Reproduce every line of the records below without any change, but leave the pictures out of your answer.
----------------
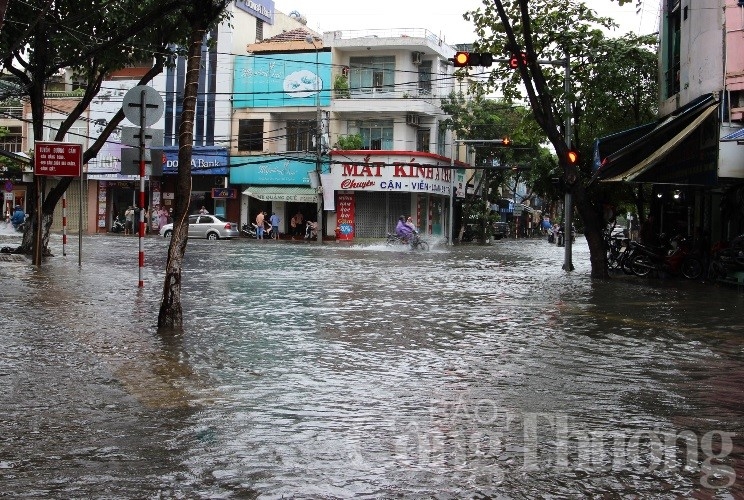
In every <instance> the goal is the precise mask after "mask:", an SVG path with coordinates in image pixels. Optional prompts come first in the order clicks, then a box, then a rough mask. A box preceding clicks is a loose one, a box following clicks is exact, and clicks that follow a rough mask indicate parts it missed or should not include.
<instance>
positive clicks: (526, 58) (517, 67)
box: [509, 52, 528, 69]
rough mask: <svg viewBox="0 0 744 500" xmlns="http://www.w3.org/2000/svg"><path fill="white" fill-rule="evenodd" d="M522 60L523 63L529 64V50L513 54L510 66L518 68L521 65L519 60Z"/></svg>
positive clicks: (524, 64)
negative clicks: (528, 58)
mask: <svg viewBox="0 0 744 500" xmlns="http://www.w3.org/2000/svg"><path fill="white" fill-rule="evenodd" d="M520 59H521V60H522V64H524V65H525V66H527V62H528V61H527V52H520V53H519V54H512V55H511V57H510V58H509V67H510V68H512V69H517V68H518V67H519V60H520Z"/></svg>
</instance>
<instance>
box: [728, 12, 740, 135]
mask: <svg viewBox="0 0 744 500" xmlns="http://www.w3.org/2000/svg"><path fill="white" fill-rule="evenodd" d="M725 16H726V61H725V64H726V88H727V90H728V91H729V92H731V119H732V120H739V121H741V120H744V5H741V4H740V3H739V1H738V0H726V10H725Z"/></svg>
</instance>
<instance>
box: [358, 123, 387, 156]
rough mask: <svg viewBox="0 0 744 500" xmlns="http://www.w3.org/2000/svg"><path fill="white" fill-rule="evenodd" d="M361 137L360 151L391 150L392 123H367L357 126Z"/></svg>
mask: <svg viewBox="0 0 744 500" xmlns="http://www.w3.org/2000/svg"><path fill="white" fill-rule="evenodd" d="M359 133H360V134H361V136H362V149H372V150H376V151H379V150H391V149H393V122H392V121H369V122H362V123H361V124H360V125H359Z"/></svg>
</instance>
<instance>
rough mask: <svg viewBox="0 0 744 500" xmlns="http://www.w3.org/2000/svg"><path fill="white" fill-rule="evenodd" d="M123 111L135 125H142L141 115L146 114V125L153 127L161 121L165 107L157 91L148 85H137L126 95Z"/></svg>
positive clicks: (141, 118)
mask: <svg viewBox="0 0 744 500" xmlns="http://www.w3.org/2000/svg"><path fill="white" fill-rule="evenodd" d="M121 109H122V111H123V112H124V116H126V117H127V120H129V121H130V122H132V123H134V124H135V125H140V124H141V123H142V116H141V114H140V113H142V112H144V124H145V126H147V125H153V124H154V123H155V122H157V121H158V120H160V118H161V117H162V116H163V111H164V109H165V106H164V104H163V98H162V97H160V93H159V92H158V91H157V90H155V89H154V88H152V87H148V86H147V85H137V86H136V87H132V88H131V89H129V90H128V91H127V93H126V94H125V95H124V100H123V102H122V105H121Z"/></svg>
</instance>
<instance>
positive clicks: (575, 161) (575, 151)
mask: <svg viewBox="0 0 744 500" xmlns="http://www.w3.org/2000/svg"><path fill="white" fill-rule="evenodd" d="M566 160H567V161H568V164H569V165H576V164H577V163H579V152H578V151H576V150H575V149H569V150H568V153H566Z"/></svg>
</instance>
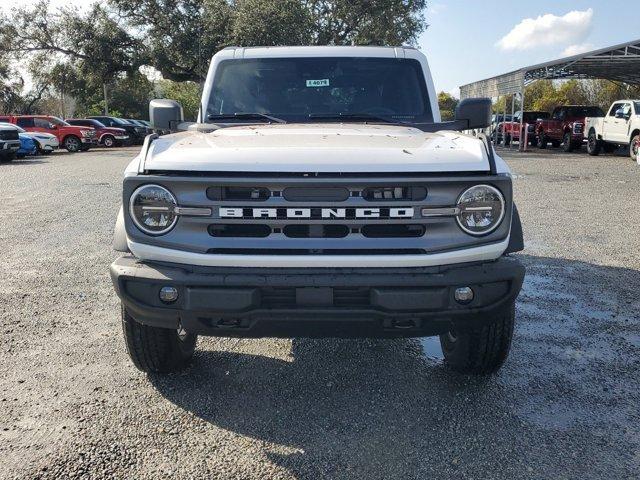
----------------
## [ANSWER SECTION]
In every <instance> the goal is the precise mask after "mask:", an SVG path with coordinates in image pixels. Optional prompts come first in the order clicks, then a box, then a rough mask. A box preceding clicks is a loose one, a box following clicks is exact, and clicks that follow a rough mask indicate parts it missed or should not include.
<instance>
positive clicks: (526, 58) (517, 67)
box: [509, 52, 528, 69]
rough mask: <svg viewBox="0 0 744 500" xmlns="http://www.w3.org/2000/svg"><path fill="white" fill-rule="evenodd" d="M522 60L523 63L529 64V50L513 54L510 66L518 68L521 65L519 60Z"/></svg>
positive clicks: (524, 64)
negative clicks: (528, 58)
mask: <svg viewBox="0 0 744 500" xmlns="http://www.w3.org/2000/svg"><path fill="white" fill-rule="evenodd" d="M520 59H521V60H522V64H524V65H525V66H527V62H528V61H527V52H520V53H519V54H512V55H511V57H510V58H509V67H510V68H512V69H517V68H518V67H519V60H520Z"/></svg>
</instance>
<instance>
box: [728, 12, 740, 135]
mask: <svg viewBox="0 0 744 500" xmlns="http://www.w3.org/2000/svg"><path fill="white" fill-rule="evenodd" d="M725 16H726V61H725V64H726V88H727V90H728V91H729V92H731V119H732V120H739V121H741V120H744V5H741V4H740V3H739V1H738V0H726V10H725Z"/></svg>
</instance>
<instance>
box: [358, 123, 387, 156]
rough mask: <svg viewBox="0 0 744 500" xmlns="http://www.w3.org/2000/svg"><path fill="white" fill-rule="evenodd" d="M361 137L360 151L391 150L392 123H367L357 126Z"/></svg>
mask: <svg viewBox="0 0 744 500" xmlns="http://www.w3.org/2000/svg"><path fill="white" fill-rule="evenodd" d="M359 133H360V134H361V136H362V149H372V150H376V151H379V150H391V149H393V122H392V121H369V122H362V123H361V124H360V125H359Z"/></svg>
</instance>
<instance>
rough mask: <svg viewBox="0 0 744 500" xmlns="http://www.w3.org/2000/svg"><path fill="white" fill-rule="evenodd" d="M123 111L135 125H142L141 115L146 114V125L153 127L161 121L165 107L157 91L148 85H137L126 95Z"/></svg>
positive clicks: (141, 118)
mask: <svg viewBox="0 0 744 500" xmlns="http://www.w3.org/2000/svg"><path fill="white" fill-rule="evenodd" d="M121 109H122V111H123V112H124V116H126V117H127V120H129V121H130V122H132V123H134V124H135V125H140V124H141V123H142V116H141V114H140V113H142V112H144V124H145V126H147V125H153V124H154V123H155V122H157V121H158V120H160V118H161V117H162V116H163V111H164V109H165V106H164V104H163V98H162V97H160V93H159V92H158V91H157V90H155V89H154V88H152V87H148V86H147V85H137V86H136V87H132V88H131V89H129V90H128V91H127V93H126V94H125V95H124V100H123V102H122V105H121Z"/></svg>
</instance>
<instance>
positive clicks: (575, 161) (575, 151)
mask: <svg viewBox="0 0 744 500" xmlns="http://www.w3.org/2000/svg"><path fill="white" fill-rule="evenodd" d="M566 160H567V161H568V164H569V165H576V164H577V163H579V152H578V151H576V150H575V149H569V150H568V153H566Z"/></svg>
</instance>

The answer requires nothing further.